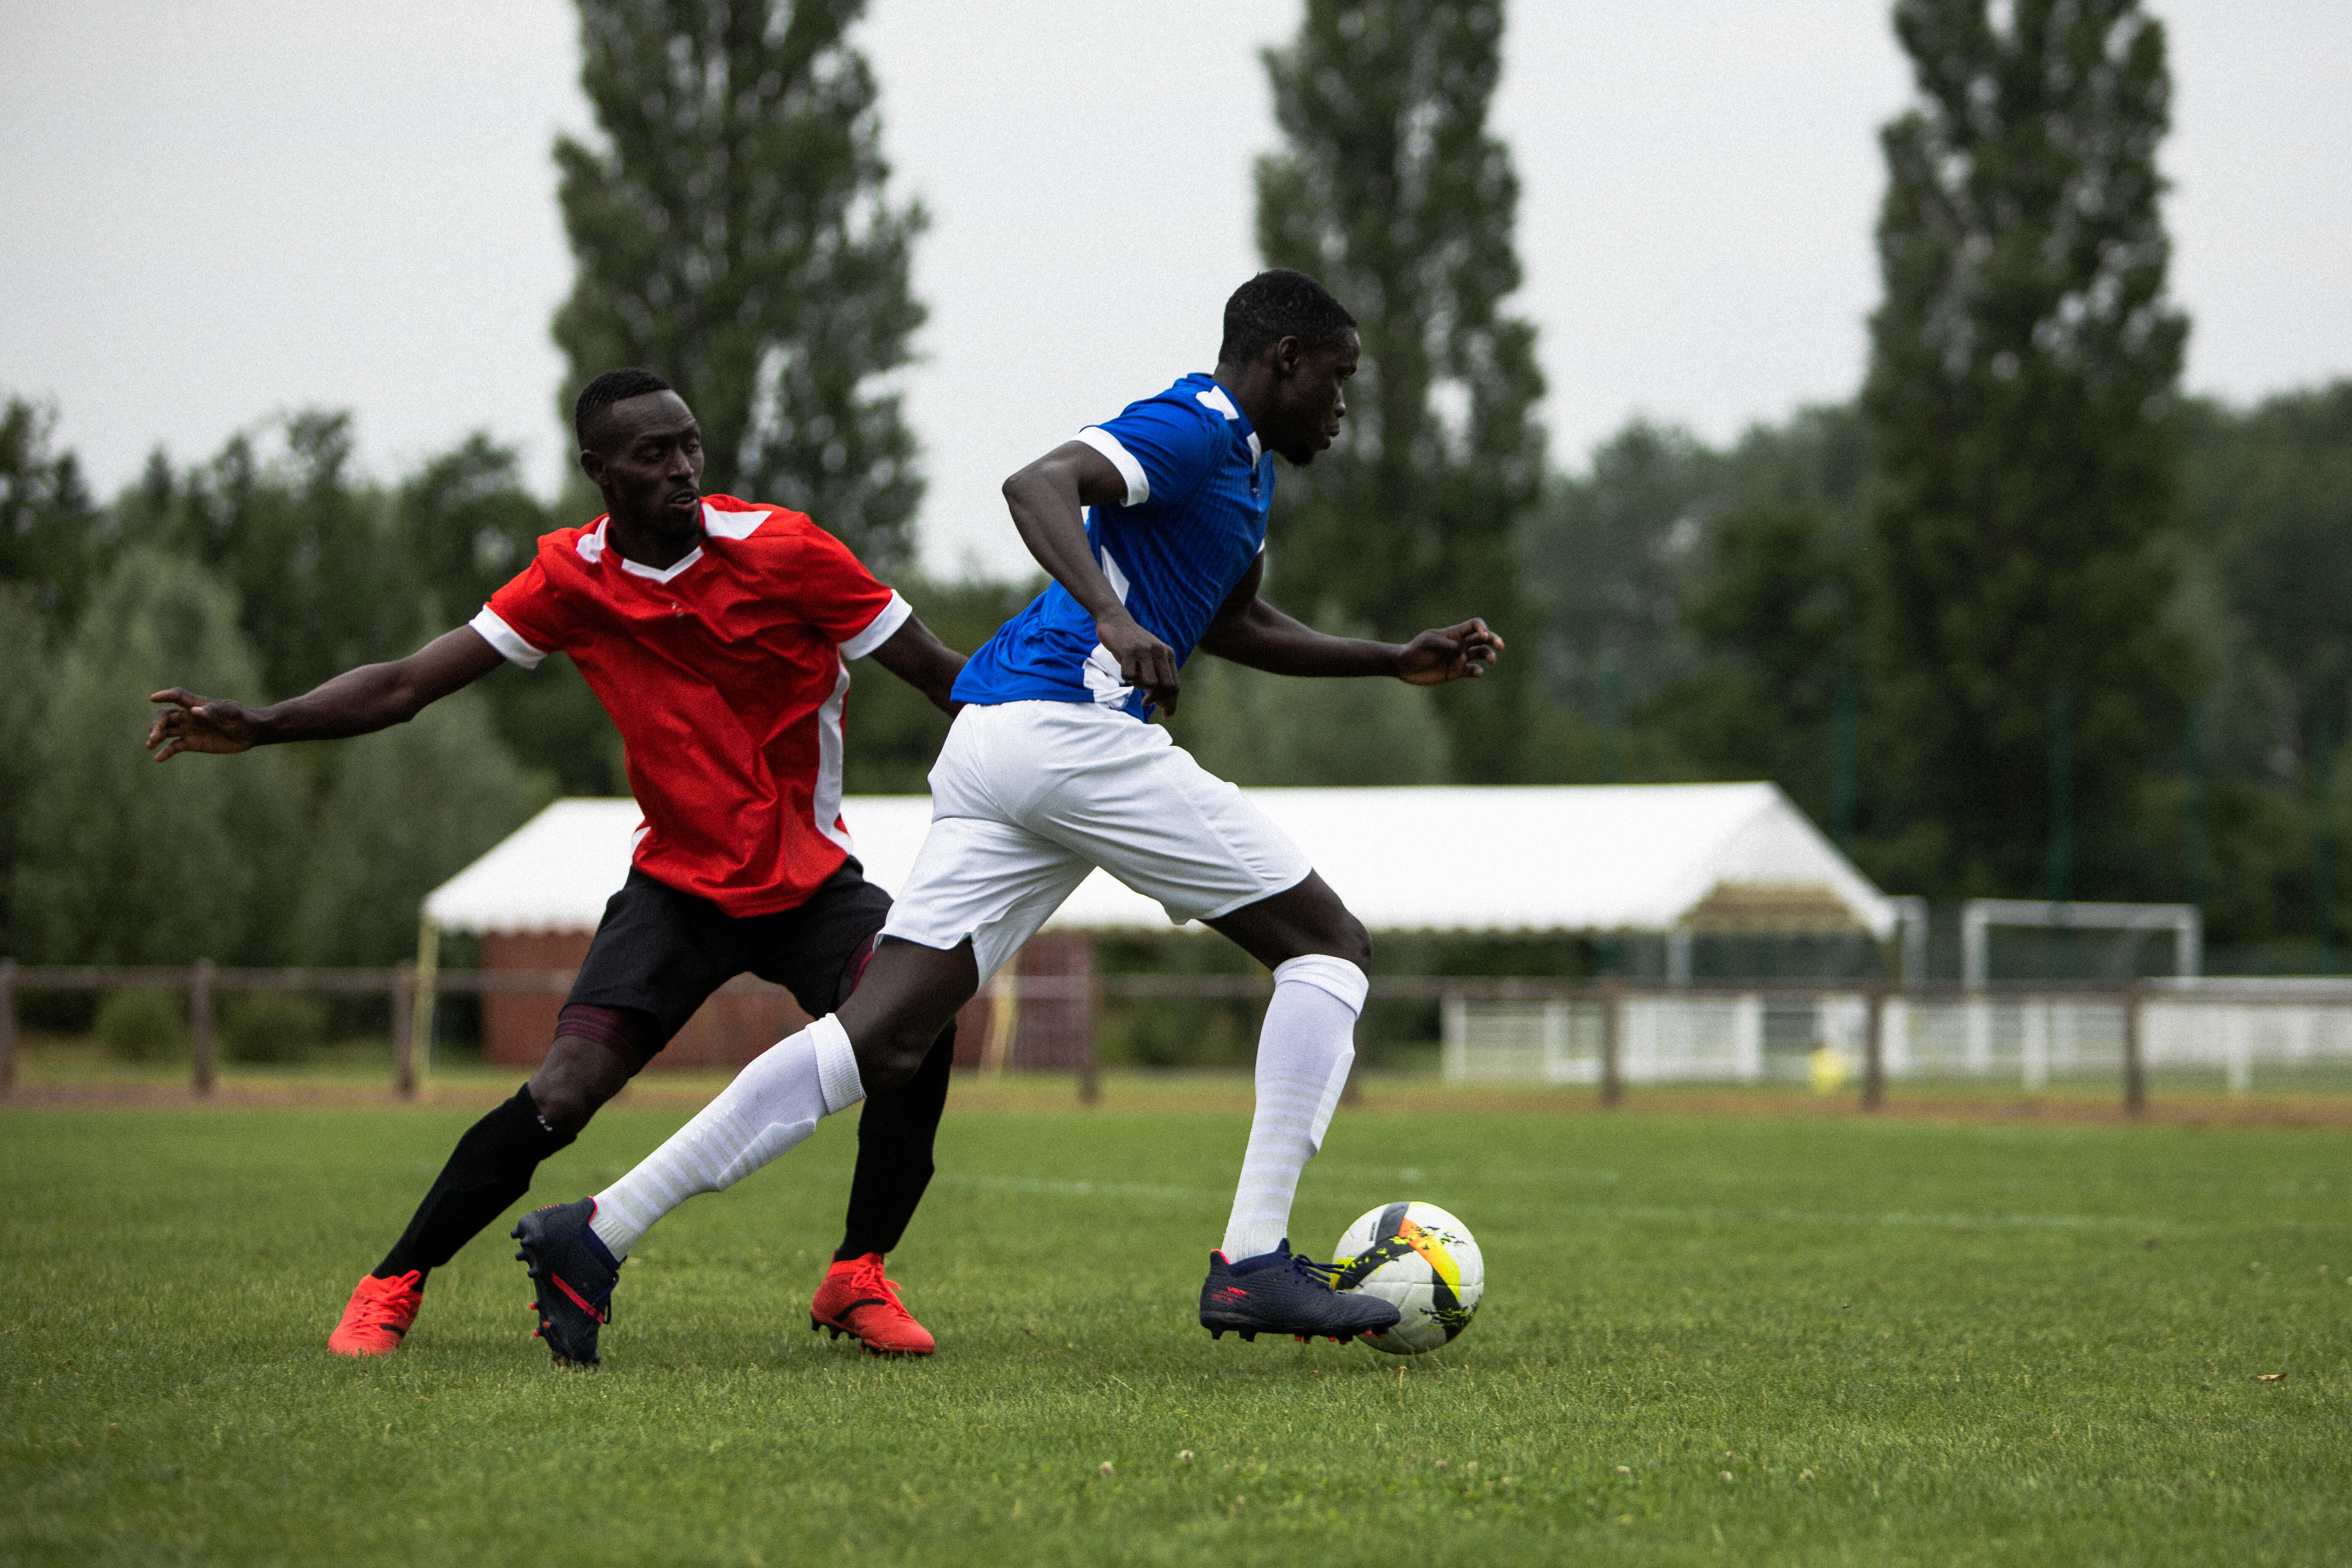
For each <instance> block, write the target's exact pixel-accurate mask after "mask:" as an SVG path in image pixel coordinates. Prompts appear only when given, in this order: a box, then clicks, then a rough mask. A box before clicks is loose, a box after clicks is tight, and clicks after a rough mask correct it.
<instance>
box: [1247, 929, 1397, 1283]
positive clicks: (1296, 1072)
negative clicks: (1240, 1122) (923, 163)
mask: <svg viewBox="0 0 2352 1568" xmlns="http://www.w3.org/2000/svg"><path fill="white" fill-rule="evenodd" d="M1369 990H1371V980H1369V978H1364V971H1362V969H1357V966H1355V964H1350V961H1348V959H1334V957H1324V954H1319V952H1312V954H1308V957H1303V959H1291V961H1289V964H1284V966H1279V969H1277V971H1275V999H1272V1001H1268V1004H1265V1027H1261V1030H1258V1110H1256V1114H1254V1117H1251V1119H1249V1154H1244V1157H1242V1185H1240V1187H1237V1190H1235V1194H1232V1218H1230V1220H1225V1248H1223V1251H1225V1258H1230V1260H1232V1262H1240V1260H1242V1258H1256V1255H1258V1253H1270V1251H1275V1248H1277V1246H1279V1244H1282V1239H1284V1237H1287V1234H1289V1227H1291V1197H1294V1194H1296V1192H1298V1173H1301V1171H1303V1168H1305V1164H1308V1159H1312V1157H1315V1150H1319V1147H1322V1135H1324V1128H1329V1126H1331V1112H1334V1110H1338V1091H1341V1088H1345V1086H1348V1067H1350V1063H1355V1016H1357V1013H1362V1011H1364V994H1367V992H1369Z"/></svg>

┄┄┄┄┄┄┄┄┄┄┄┄┄┄┄┄┄┄┄┄

WORK INSTRUCTIONS => Please make an exact copy of the whole listing and leave out its pictures.

RESPONSE TO THE TASK =>
For each <instance> block, write the target's exact pixel-accurate mask after "mask:" as an SVG path in image pixel coordinates. Prompts appear only when given, in this order: a box, then clicks, then a rough mask. A box before clicks is loose, a box after clicks is tight, and clicks after a rough mask correct it.
<instance>
box: [1247, 929, 1397, 1283]
positive clicks: (1296, 1072)
negative clicks: (1240, 1122) (923, 163)
mask: <svg viewBox="0 0 2352 1568" xmlns="http://www.w3.org/2000/svg"><path fill="white" fill-rule="evenodd" d="M1369 990H1371V980H1369V978H1364V971H1362V969H1357V966H1355V964H1350V961H1348V959H1334V957H1324V954H1319V952H1312V954H1308V957H1303V959H1291V961H1289V964H1284V966H1279V969H1277V971H1275V999H1272V1001H1268V1004H1265V1027H1261V1030H1258V1110H1256V1114H1254V1117H1251V1119H1249V1154H1244V1157H1242V1185H1240V1187H1237V1190H1235V1194H1232V1218H1230V1220H1225V1248H1223V1251H1225V1258H1230V1260H1232V1262H1240V1260H1242V1258H1256V1255H1258V1253H1270V1251H1275V1248H1277V1246H1279V1244H1282V1239H1284V1237H1287V1234H1289V1227H1291V1197H1294V1194H1296V1192H1298V1173H1301V1171H1303V1168H1305V1164H1308V1159H1312V1157H1315V1150H1319V1147H1322V1135H1324V1128H1329V1126H1331V1112H1334V1110H1338V1091H1341V1088H1345V1086H1348V1067H1350V1063H1355V1016H1357V1013H1362V1011H1364V994H1367V992H1369Z"/></svg>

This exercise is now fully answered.